* [Excerpted passage]:
= Beginning of Section =
In human beings, one of the major causes of the joints being restricted in our bodies (most notably the spine) is from the stressful lifestyle we lead. When we are stressed, our muscles go into spasm and shorten, which restricts the vertebrae to which they are attached.
This stress, coupled with our posture and the way we sit and sleep, all has a detrimental effect on the normal movements of our skeleton.
In horses, it is almost fair to say that we are directly responsible for the joint restrictions that they have in their bodies. We take them out their natural environments, put saddles on their backs that don’t fit properly; put metal bars on their feet that alters the biomechanics of the foot; put bits in their mouth that don’t fit properly; isolate them away from their friends by placing them alone in a paddock; and just for good measure, we let them spend most of their lives in their stables – being let out for two to three hours a day in the paddock.
We change them to suite our lifestyle, often to their detriment.
In dogs, the scenario is completely different compared to us humans or to horses. Dogs that have joint restrictions often exhibit signs of intermittent lameness, rear weakness, loss of flexibility, their heads not held vertical, or they have difficulty going up or down stairs.
What sets the dog apart is that the cause of these joint restrictions can often be placed into two distinct categories.
The first cause is trauma. This implies slipping, falling, jumping off the chair and not landing properly, playing too rough with their mate, or any other “accident” that can occur at home or elsewhere. The incident need not be a major event – it can be insignificant and may even go unnoticed.
What to look out for is that there will most likely be a change in the way that they walk or run, for example they may be stiff in the one knee, or if you stand behind them and they walk away from you, the one back leg may swing inwards or outwards, compared to moving in a straight line forwards. They may also have difficulty getting up when lying or sitting down.
If left unattended, the problem often gets worse, influencing other joints of the body.
The second cause is from the birth process. What exactly happens to the puppies in the mother’s womb during conception to cause joint restrictions is unknown to me at this moment. It can be assumed that the muscle contractions on the ill-positioned puppy in the womb can place pressure on the joints and affect their proper alignment.
The birth need not be a difficult one to warrant misalignment in the vertebrae.
What is known is that many dogs out there are suffering from joint restrictions that are a direct result of the birth process. At six months of age the puppies are brought to an animal chiropractor to confirm that their skeletal system is properly aligned. In some puppies marked restrictions are noted at this early stage of their lives in certain segments of the spine. There is no doubt that such severe restrictions have been there for many months, especially with no history of severe trauma – since at so young an age only the birth process or severe trauma could result in such a marked restriction.
= End of Section =
* [Entries supplied]:
= Beginning of Section =
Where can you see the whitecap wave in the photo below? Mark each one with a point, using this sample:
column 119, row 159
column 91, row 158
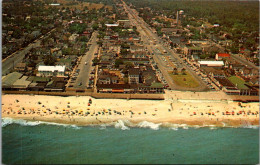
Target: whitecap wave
column 146, row 124
column 121, row 125
column 251, row 126
column 7, row 121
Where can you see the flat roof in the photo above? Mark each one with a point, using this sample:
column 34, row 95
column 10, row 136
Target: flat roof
column 52, row 68
column 211, row 62
column 23, row 82
column 11, row 78
column 111, row 24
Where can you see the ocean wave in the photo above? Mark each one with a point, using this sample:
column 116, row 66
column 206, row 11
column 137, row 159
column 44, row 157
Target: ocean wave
column 123, row 125
column 7, row 121
column 146, row 124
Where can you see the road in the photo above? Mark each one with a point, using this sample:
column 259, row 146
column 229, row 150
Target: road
column 153, row 42
column 85, row 69
column 244, row 61
column 9, row 62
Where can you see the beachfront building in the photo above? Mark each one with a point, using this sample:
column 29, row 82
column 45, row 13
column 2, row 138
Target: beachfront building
column 220, row 56
column 10, row 79
column 133, row 76
column 211, row 63
column 49, row 71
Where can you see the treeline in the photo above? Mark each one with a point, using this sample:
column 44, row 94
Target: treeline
column 230, row 14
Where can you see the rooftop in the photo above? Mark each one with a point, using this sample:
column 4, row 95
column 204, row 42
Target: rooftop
column 51, row 68
column 11, row 78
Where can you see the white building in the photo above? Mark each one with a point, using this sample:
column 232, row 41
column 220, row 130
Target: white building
column 48, row 71
column 211, row 63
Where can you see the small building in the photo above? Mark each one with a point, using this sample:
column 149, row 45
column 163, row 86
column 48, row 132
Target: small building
column 220, row 56
column 188, row 51
column 20, row 67
column 133, row 76
column 9, row 80
column 211, row 63
column 48, row 71
column 21, row 84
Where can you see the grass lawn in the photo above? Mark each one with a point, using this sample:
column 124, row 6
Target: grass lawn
column 238, row 81
column 184, row 80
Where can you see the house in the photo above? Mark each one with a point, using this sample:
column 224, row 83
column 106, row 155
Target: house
column 22, row 83
column 20, row 67
column 136, row 61
column 124, row 23
column 56, row 84
column 171, row 30
column 116, row 88
column 48, row 71
column 220, row 56
column 210, row 63
column 227, row 86
column 188, row 51
column 133, row 76
column 10, row 79
column 135, row 48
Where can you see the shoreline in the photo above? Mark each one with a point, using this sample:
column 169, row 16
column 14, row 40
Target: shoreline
column 75, row 110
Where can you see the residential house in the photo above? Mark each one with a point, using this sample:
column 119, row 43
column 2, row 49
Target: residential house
column 48, row 71
column 220, row 56
column 133, row 76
= End of Section =
* [Problem 1]: Reproduce, word for word, the part of the passage on joint restrictions that runs from "We change them" up to and including "two distinct categories.".
* [Problem 2]: According to the passage on joint restrictions, at what age are puppies brought to an animal chiropractor to confirm that their skeletal system is properly aligned?

* [Answer section 1]:
We change them to suite our lifestyle, often to their detriment.
In dogs, the scenario is completely different compared to us humans or to horses. Dogs that have joint restrictions often exhibit signs of intermittent lameness, rear weakness, loss of flexibility, their heads not held vertical, or they have difficulty going up or down stairs.
What sets the dog apart is that the cause of these joint restrictions can often be placed into two distinct categories.

* [Answer section 2]: At six months of age.